제시된 과제:
아래 자료의 모든 줄을 한 글자도 바꾸지 말고 그대로 옮겨 적으세요.

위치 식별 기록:
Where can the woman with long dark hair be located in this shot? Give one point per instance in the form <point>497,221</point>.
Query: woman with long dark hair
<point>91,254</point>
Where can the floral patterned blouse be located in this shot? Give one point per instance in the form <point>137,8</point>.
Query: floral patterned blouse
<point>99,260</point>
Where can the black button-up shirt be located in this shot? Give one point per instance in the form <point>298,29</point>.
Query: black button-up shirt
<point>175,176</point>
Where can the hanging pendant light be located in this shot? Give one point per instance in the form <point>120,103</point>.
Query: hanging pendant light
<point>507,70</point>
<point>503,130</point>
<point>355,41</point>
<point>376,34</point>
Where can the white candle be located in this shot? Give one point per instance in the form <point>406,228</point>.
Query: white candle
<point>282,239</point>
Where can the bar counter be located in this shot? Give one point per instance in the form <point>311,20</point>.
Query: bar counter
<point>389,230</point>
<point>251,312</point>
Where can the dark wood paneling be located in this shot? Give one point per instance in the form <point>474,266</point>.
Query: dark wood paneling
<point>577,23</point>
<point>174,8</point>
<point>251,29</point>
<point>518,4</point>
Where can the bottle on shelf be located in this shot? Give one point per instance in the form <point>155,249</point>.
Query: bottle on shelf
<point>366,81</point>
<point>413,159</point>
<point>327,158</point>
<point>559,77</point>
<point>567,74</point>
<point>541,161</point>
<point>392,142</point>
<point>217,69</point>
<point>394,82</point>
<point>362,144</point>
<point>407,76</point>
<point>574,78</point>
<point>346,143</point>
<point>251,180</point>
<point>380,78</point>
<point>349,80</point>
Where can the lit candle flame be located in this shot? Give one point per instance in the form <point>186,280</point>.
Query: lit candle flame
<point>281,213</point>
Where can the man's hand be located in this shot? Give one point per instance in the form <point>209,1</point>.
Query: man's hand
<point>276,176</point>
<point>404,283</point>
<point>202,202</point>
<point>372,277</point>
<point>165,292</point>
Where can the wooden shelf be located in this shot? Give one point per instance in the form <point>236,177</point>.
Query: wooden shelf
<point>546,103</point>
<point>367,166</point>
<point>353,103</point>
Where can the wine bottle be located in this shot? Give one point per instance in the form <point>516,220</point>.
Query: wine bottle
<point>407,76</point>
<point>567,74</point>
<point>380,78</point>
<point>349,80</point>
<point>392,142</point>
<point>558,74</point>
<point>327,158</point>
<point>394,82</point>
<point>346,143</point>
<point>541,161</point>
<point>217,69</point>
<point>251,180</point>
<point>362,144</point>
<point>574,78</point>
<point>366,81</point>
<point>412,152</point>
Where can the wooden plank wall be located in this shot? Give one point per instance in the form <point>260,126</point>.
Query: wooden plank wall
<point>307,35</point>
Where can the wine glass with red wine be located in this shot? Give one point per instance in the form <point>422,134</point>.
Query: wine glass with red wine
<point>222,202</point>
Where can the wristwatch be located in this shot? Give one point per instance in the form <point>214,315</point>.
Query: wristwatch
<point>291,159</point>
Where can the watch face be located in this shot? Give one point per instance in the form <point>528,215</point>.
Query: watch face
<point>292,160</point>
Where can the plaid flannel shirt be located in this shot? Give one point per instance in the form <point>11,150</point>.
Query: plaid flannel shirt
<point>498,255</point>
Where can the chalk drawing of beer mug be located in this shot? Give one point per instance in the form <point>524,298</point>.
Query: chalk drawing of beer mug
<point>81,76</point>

문제 풀이:
Where can the woman with long dark hair be located in this shot? Give one point per instance in the form <point>497,221</point>.
Query: woman with long dark hair
<point>91,254</point>
Where can the floral patterned blouse be located in this shot? Give one point per instance in the form <point>137,8</point>.
Query: floral patterned blouse
<point>99,260</point>
Where can the black button-up shirt be located in this shot? Give one point per instance in the form <point>298,29</point>.
Query: black button-up shirt
<point>175,176</point>
Where can the hanging pendant light be located in this shot? Give one point per instance in the form <point>120,103</point>.
Query: hanging pendant light
<point>507,70</point>
<point>503,130</point>
<point>355,41</point>
<point>376,34</point>
Where can the white candle be located in this shot? Give one point per instance in the form <point>406,228</point>.
Query: white candle
<point>282,239</point>
Where can the bar counter be located in this shot? Give one point per instance in the form <point>311,20</point>.
Query: bar counter
<point>389,230</point>
<point>251,312</point>
Where can the dark wood paneling be located in this shot? Give one point per instance in the form <point>474,266</point>.
Query: dark wood paneling
<point>577,23</point>
<point>174,8</point>
<point>251,29</point>
<point>518,4</point>
Where can the bottle on shelf be located in this shot? Give one point per instance in the form <point>155,249</point>.
Query: bottle on shelf
<point>366,81</point>
<point>413,159</point>
<point>327,158</point>
<point>559,77</point>
<point>567,74</point>
<point>541,161</point>
<point>392,142</point>
<point>217,69</point>
<point>394,82</point>
<point>362,144</point>
<point>407,76</point>
<point>574,78</point>
<point>346,143</point>
<point>251,180</point>
<point>380,78</point>
<point>349,80</point>
Where can the lit candle flame be located in this shot? Give one point per instance in the form <point>186,280</point>.
Query: lit candle flame
<point>281,213</point>
Where can the man's hand be located in this shot? Give one point per instance in the form <point>209,1</point>.
Query: man's hand
<point>276,176</point>
<point>404,283</point>
<point>202,202</point>
<point>372,277</point>
<point>165,292</point>
Where can the wooden shelf be located in this shot? Give one point per instance in the form <point>236,177</point>.
Query: wooden shelf
<point>546,103</point>
<point>367,166</point>
<point>353,103</point>
Where can the wine bottle be located in this shot? Give one point per instance in the form <point>516,220</point>.
Query: wine bottle
<point>407,76</point>
<point>567,74</point>
<point>380,78</point>
<point>349,80</point>
<point>392,142</point>
<point>558,74</point>
<point>327,158</point>
<point>394,82</point>
<point>346,143</point>
<point>541,161</point>
<point>217,69</point>
<point>251,180</point>
<point>362,144</point>
<point>574,78</point>
<point>366,81</point>
<point>412,152</point>
Where can the wooden plank wall be located in this shot? Give one point per instance in the form <point>260,126</point>.
Query: wooden plank wall
<point>307,35</point>
Where can the wine glass with red wine be located in this shot? Give one point per instance in the form <point>422,134</point>.
Query: wine glass with red wine
<point>222,202</point>
Where can the wristwatch be located in this shot? Give one point per instance in the form <point>214,315</point>.
Query: wristwatch
<point>291,159</point>
Where can the watch face be located in this shot? Give one point per instance in the form <point>528,215</point>.
Query: watch face
<point>292,160</point>
Where can the plaid flannel shirt be located in this shot? Give one point per instance in the form <point>11,150</point>.
Query: plaid flannel shirt
<point>498,255</point>
Where can the chalk drawing of beer mug be located in this shot? Give one point per instance in the form <point>524,298</point>.
Query: chalk drawing of beer mug
<point>81,76</point>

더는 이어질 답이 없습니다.